[WRITTEN EXERCISE]
Rewrite all of the data below with every "photograph" changed to "image" and nothing else altered. Leave the pictures out of your output.

[GIVEN ENTRIES]
▬▬▬▬▬▬▬▬▬▬

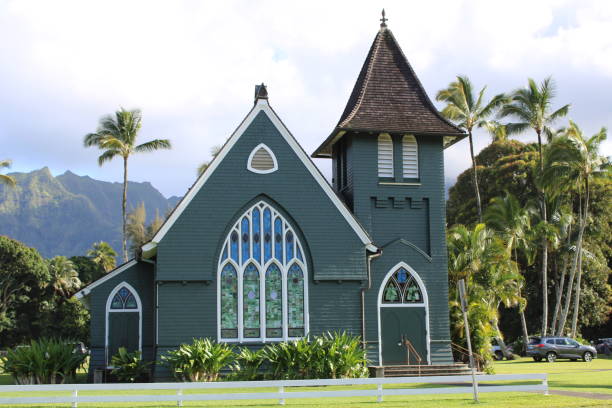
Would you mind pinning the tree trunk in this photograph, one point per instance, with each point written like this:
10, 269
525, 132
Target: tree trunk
577, 300
568, 296
544, 247
475, 177
560, 293
123, 210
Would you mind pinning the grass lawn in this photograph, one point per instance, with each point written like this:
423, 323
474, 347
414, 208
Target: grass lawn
569, 376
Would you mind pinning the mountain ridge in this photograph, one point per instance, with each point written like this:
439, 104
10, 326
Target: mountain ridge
66, 214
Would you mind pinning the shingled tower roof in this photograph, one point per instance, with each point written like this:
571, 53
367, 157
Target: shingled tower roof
388, 97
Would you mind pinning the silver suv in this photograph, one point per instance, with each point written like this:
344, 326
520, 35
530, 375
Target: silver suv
552, 348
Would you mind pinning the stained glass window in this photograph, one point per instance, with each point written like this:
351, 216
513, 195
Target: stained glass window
267, 235
274, 302
255, 286
229, 302
124, 299
295, 301
278, 239
250, 283
402, 288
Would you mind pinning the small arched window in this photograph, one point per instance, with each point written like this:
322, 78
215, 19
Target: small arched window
385, 155
262, 160
410, 157
402, 288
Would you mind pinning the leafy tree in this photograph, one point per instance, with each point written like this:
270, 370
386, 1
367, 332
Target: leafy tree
468, 111
64, 277
104, 255
23, 276
117, 137
531, 106
480, 258
137, 231
4, 179
574, 161
214, 151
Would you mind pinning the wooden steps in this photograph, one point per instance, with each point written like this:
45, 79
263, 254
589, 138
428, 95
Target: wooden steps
419, 371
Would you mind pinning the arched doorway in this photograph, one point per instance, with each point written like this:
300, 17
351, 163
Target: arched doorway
403, 317
123, 320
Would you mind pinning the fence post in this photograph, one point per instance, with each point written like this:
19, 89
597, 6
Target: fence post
179, 399
281, 391
75, 395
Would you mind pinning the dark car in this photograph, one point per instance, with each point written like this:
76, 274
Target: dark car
552, 348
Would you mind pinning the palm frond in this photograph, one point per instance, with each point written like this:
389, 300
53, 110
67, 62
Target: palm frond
153, 145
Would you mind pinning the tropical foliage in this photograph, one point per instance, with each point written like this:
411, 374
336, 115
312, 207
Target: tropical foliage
202, 360
116, 136
44, 361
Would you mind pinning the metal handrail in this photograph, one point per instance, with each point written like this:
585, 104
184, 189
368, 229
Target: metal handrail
466, 352
410, 347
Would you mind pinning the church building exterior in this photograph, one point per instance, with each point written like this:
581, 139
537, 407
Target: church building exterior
263, 249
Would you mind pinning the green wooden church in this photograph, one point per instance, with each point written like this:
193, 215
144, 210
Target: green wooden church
263, 249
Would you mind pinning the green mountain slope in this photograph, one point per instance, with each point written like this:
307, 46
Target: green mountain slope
64, 215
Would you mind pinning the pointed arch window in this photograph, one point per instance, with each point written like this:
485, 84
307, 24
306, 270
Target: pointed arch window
410, 157
262, 279
402, 288
262, 160
385, 155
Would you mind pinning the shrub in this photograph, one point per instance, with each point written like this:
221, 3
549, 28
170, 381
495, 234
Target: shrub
247, 365
332, 355
202, 360
129, 367
46, 361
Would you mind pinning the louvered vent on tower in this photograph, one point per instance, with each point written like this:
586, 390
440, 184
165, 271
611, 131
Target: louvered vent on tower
262, 160
410, 157
385, 155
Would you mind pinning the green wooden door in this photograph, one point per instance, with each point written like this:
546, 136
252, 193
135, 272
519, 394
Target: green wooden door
397, 324
123, 331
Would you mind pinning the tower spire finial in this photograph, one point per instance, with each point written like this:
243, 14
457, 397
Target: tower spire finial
383, 20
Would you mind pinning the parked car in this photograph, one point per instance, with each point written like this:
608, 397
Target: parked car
552, 348
497, 353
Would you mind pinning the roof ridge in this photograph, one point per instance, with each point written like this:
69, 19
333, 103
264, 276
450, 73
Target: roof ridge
366, 80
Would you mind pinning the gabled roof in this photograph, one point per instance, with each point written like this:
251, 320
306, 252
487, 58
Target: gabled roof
261, 105
87, 289
388, 97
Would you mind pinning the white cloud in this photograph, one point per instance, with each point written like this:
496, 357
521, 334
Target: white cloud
191, 67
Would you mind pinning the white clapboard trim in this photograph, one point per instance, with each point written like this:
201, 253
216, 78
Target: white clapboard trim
385, 155
261, 106
410, 157
281, 395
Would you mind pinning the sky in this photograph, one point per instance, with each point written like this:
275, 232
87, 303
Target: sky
191, 67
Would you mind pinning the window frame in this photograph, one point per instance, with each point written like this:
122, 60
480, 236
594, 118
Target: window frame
262, 266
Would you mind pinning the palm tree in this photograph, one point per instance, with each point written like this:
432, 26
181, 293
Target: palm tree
498, 131
512, 222
531, 106
117, 137
4, 179
64, 276
573, 161
214, 151
468, 111
103, 255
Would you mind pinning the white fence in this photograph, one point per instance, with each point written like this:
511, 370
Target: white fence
458, 385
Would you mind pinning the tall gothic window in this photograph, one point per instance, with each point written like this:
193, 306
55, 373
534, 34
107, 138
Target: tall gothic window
262, 279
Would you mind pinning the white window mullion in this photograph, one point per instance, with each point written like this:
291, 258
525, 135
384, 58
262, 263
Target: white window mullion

▬▬▬▬▬▬▬▬▬▬

[ANSWER TO THIS EXERCISE]
Would you mind pinning the tree trunk in this image, one point per instance, with each point written like this:
10, 269
525, 132
Target: tree trunk
577, 300
568, 296
544, 247
475, 177
560, 293
123, 210
Would you mind pinning the grass lawn in this image, one point per instance, with each point written like this:
423, 323
474, 347
414, 208
Target: grass lawn
569, 376
Would you mind pinning the mountain ridge in this image, one point per instance, with each point written like this:
439, 104
10, 326
Target: mountain ridge
66, 214
Would you mind pinning the shingled tower roof in this image, one point per instance, with each point written like this:
571, 53
367, 157
Target: shingled tower roof
388, 97
Would you mind pinning the silver suv in this image, one point per instance, with each point written like this:
344, 326
520, 35
530, 375
Target: silver suv
552, 348
Would you mind pinning the stained glass window in this image, one point per instance, with each point written like this:
351, 216
513, 195
Target: stained glass window
267, 235
274, 302
255, 286
229, 302
124, 299
295, 301
278, 239
250, 283
402, 288
Would you mind pinning the small arched window in this image, one point per instance, with each point written like this:
322, 78
215, 19
Target: small arched window
385, 155
262, 160
410, 157
402, 288
Would you mind pinning the leafy tree in this image, one point per instance, with each point written like this:
270, 370
386, 1
367, 332
Target: leafy tree
468, 111
64, 277
104, 255
23, 276
117, 137
531, 106
480, 258
137, 231
4, 179
574, 161
214, 151
Would you mind pinning the wooden steps in this image, one point per instance, with each point written like this:
45, 79
263, 254
589, 138
428, 95
Target: wooden steps
419, 371
Would you mind pinning the arched doorway in this image, one point per instance, with each point written like this:
300, 17
351, 163
Target: arched doorway
403, 317
123, 320
Would you mind pinning the fence post in this image, one point per instance, with each point written like this:
19, 89
597, 6
Target: fence post
179, 399
281, 391
75, 395
Would you mind pinning the dark car in this image, one point per instance, with each point written like this:
76, 274
Target: dark car
552, 348
Would you mind pinning the palm frond in this image, one point per instance, with each point written like this:
389, 300
53, 110
67, 62
Target: palm frond
153, 145
Would you mind pinning the tropical foliage in this image, one point per instance, with each point written like this:
411, 374
336, 115
312, 207
Target: tropical foliage
202, 360
116, 136
44, 361
Would you mind pinning the metal handrail in this image, one point per instance, with each point written like this:
585, 104
184, 189
368, 229
Target: metal handrail
466, 352
410, 347
Would you mind pinning the church building exterior in this image, one point per instance, with each point written like this:
581, 139
537, 407
Target: church building exterior
263, 249
Would you mind pinning the green wooden church in this image, one point per instance, with each point written like this:
193, 215
144, 210
Target: green wooden church
263, 249
Would you mind pinning the green mountain slope in this image, one point per instance, with each point written like this:
307, 46
Target: green mountain slope
64, 215
Would you mind pinning the pointed arch window in this image, one point per instance, with each point written like this:
485, 84
307, 24
306, 270
Target: pointed arch window
410, 157
262, 279
402, 288
262, 160
385, 155
Would you mind pinning the shrub in this image, one point per instance, with each point written like this:
221, 3
549, 28
170, 381
495, 234
Target: shrub
247, 365
332, 355
202, 360
129, 367
46, 361
Would you mind pinning the louvered vent on tower in this image, one point per instance, with each point written like this:
586, 390
440, 184
165, 271
611, 131
Target: louvered vent on tower
262, 160
410, 157
385, 155
Would you mind pinning the green wooden door in this image, one point per instance, with each point written like this:
546, 136
252, 193
135, 272
519, 394
Target: green wooden door
397, 324
123, 331
Would you mind pinning the tower spire finial in this image, one point per instance, with each point written like this:
243, 14
457, 397
Target: tower spire finial
383, 20
Would you mind pinning the parked car in this image, one point per instance, with each point written like this:
608, 397
Target: parked car
552, 348
497, 353
Would you mind pinning the roof ridge in this image, one point per instance, with each point written like this:
69, 19
333, 103
264, 276
450, 73
Target: roof ridge
366, 80
Would you mind pinning the gabled roof in this image, one point per instance, with each point written like this:
251, 320
306, 252
487, 58
Target: gabled roof
261, 105
87, 289
388, 97
Would you mind pinning the white cloud in this image, one point per instance, with each point written like this:
496, 357
521, 334
Target: white cloud
191, 67
Would you mind pinning the white clapboard trim in this image, one point per instance, with each point written like this:
201, 253
216, 78
Target: white clapboard trim
385, 155
261, 106
410, 157
281, 395
Would you mind pinning the sky in this image, one point per instance, with each point written like this:
275, 232
87, 303
Target: sky
191, 67
Would you mind pinning the window frame in this image, one point per instance, with each point written like this:
122, 60
480, 236
594, 118
Target: window frame
262, 266
Would you mind pinning the palm tree in this image, one point per instance, with each point written like this:
432, 26
181, 293
Target: palm tree
498, 131
512, 222
531, 106
117, 137
4, 179
64, 276
573, 161
214, 151
468, 111
103, 255
Would you mind pinning the white fence in this image, one point per instance, with each point written like this:
511, 370
Target: white fence
458, 385
Would you mind pinning the tall gothic window in this image, one point per instance, with each point written like this:
193, 306
55, 373
534, 34
107, 138
Target: tall gothic window
262, 279
Would you mind pinning the white window mullion in this image, one point per instance, with each point written like this:
291, 258
525, 135
384, 58
262, 263
Target: white window mullion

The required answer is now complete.